--- Start of Records for this task ---
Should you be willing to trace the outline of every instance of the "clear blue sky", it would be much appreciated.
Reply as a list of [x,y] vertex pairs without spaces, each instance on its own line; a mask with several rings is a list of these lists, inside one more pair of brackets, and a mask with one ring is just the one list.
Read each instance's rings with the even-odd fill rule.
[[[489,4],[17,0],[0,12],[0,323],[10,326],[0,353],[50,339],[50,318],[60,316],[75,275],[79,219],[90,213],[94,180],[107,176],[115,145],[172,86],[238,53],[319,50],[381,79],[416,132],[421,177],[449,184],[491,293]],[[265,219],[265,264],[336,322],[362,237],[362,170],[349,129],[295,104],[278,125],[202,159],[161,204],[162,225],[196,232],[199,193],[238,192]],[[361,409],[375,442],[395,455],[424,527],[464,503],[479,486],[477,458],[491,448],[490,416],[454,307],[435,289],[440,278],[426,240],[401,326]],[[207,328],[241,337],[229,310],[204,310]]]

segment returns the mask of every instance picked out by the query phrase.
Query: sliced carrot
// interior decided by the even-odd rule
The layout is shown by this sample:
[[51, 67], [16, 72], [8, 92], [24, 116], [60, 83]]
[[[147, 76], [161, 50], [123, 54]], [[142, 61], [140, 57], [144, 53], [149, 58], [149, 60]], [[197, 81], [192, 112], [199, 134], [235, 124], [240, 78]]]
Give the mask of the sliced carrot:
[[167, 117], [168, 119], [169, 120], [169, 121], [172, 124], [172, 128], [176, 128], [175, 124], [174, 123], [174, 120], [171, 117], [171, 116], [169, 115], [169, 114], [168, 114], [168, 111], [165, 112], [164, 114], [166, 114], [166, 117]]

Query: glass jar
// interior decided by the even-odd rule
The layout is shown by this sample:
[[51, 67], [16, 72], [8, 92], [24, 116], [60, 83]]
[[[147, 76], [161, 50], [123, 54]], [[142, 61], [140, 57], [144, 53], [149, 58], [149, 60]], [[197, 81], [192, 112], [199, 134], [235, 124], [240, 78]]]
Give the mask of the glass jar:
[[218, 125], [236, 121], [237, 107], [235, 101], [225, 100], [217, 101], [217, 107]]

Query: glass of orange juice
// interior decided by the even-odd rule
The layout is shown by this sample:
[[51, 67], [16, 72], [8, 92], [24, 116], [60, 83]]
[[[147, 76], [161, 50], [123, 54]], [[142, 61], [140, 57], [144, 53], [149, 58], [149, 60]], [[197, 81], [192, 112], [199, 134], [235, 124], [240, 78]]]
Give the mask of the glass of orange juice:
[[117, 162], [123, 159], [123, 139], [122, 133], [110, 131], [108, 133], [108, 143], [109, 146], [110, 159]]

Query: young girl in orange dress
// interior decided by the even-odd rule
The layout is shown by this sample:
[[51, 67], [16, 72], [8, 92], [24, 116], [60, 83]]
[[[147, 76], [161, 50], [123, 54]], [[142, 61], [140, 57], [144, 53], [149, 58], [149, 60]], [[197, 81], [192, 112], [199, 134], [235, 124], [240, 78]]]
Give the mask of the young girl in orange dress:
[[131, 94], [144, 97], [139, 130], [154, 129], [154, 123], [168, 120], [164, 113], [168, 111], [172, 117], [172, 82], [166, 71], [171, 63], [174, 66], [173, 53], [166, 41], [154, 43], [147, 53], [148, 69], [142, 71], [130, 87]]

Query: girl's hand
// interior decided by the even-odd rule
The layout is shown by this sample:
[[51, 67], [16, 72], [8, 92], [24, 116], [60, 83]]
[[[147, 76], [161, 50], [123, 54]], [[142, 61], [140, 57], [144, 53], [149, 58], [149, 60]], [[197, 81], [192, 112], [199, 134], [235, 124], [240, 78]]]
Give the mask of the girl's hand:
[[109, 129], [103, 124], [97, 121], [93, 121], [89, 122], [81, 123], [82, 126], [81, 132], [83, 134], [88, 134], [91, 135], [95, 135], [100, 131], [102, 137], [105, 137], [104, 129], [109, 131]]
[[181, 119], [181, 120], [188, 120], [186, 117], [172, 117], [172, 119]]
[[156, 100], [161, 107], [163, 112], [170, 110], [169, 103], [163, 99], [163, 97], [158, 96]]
--- End of Records for this task ---
* Goal of the exercise
Lay out every line of the items above as a numbered list, leaving out the blank lines.

* Exercise output
1. Should you be willing to trace the outline of every instance of the "clear blue sky", it would be much appreciated.
2. Reply as a list of [x,y] vertex pairs without spaces, each instance on its own line; a mask with several rings is a list of these lists, inside one more pair of brackets, and a mask with one ring is just the one list.
3. Read each instance's rings with the even-odd fill rule.
4. [[[489,4],[17,0],[0,12],[0,323],[10,326],[0,353],[50,339],[50,318],[60,316],[75,275],[79,219],[90,213],[94,180],[107,176],[115,145],[172,86],[238,53],[319,50],[381,79],[416,132],[421,177],[449,184],[491,293]],[[265,219],[265,264],[336,322],[362,237],[362,170],[349,129],[295,104],[278,125],[202,159],[161,204],[162,225],[196,232],[199,193],[238,192]],[[361,409],[375,442],[395,455],[424,527],[464,503],[479,486],[477,458],[491,448],[490,416],[454,307],[435,289],[440,278],[426,240],[401,326]],[[207,328],[241,337],[229,310],[204,310]]]
5. segment returns the mask of every instance picked out by the query phrase.
6. Query: sliced carrot
7. // interior decided by the even-odd rule
8. The layout is shown by this sample:
9. [[51, 67], [16, 72], [8, 92], [24, 116], [60, 83]]
10. [[[147, 76], [161, 50], [123, 54]], [[142, 61], [140, 57], [144, 53], [149, 58], [149, 60]], [[197, 81], [192, 112], [199, 134], [235, 124], [240, 78]]]
11. Give the mask of the sliced carrot:
12. [[167, 117], [168, 119], [169, 120], [169, 121], [172, 124], [172, 128], [176, 128], [175, 124], [174, 123], [174, 120], [171, 117], [171, 116], [169, 115], [169, 114], [168, 114], [168, 111], [165, 112], [164, 114], [166, 114], [166, 117]]
13. Query: glass jar
14. // interior decided by the even-odd rule
15. The layout is shown by this sample:
16. [[51, 67], [16, 72], [8, 92], [24, 116], [60, 83]]
17. [[[147, 76], [161, 50], [123, 54]], [[142, 61], [140, 57], [144, 53], [149, 58], [149, 60]], [[197, 81], [192, 112], [199, 134], [235, 124], [240, 78]]]
18. Give the mask of the glass jar:
19. [[218, 125], [236, 121], [237, 107], [235, 101], [225, 100], [217, 101], [217, 107]]
20. Query: glass of orange juice
21. // interior decided by the even-odd rule
22. The layout is shown by this sample:
23. [[51, 67], [16, 72], [8, 92], [24, 116], [60, 83]]
24. [[[147, 76], [161, 50], [123, 54]], [[142, 61], [140, 57], [144, 53], [149, 58], [149, 60]], [[197, 81], [192, 112], [199, 134], [235, 124], [240, 78]]]
25. Give the mask of the glass of orange juice:
26. [[117, 162], [123, 159], [123, 139], [122, 133], [110, 131], [108, 133], [108, 143], [109, 146], [110, 159]]
27. Query: young girl in orange dress
28. // interior decided by the even-odd rule
29. The layout is shown by this sample:
30. [[51, 67], [16, 72], [8, 92], [24, 116], [60, 83]]
31. [[[147, 76], [161, 50], [123, 54]], [[142, 61], [140, 57], [144, 53], [149, 58], [149, 60]], [[197, 81], [192, 112], [199, 134], [235, 124], [240, 78]]]
32. Give the mask of the young girl in orange dress:
33. [[131, 94], [144, 97], [139, 130], [154, 129], [154, 123], [168, 120], [164, 113], [168, 111], [172, 117], [172, 82], [166, 71], [171, 63], [174, 66], [173, 53], [166, 41], [154, 43], [147, 53], [148, 69], [142, 71], [130, 87]]
34. Query: girl's hand
35. // interior decided by the even-odd rule
36. The layout is shown by this sample:
37. [[51, 67], [16, 72], [8, 92], [24, 116], [60, 83]]
38. [[[147, 76], [161, 50], [123, 54]], [[142, 61], [140, 57], [144, 53], [149, 58], [149, 60]], [[197, 81], [192, 112], [199, 134], [235, 124], [240, 78]]]
39. Give the mask of the girl's hand:
40. [[109, 129], [103, 124], [97, 121], [93, 121], [89, 122], [81, 123], [82, 126], [81, 132], [83, 134], [88, 134], [91, 135], [95, 135], [100, 131], [102, 137], [105, 137], [104, 129], [109, 131]]
41. [[181, 119], [181, 120], [188, 120], [186, 117], [172, 117], [172, 119]]
42. [[156, 100], [161, 107], [163, 112], [170, 110], [169, 103], [163, 99], [163, 97], [158, 96]]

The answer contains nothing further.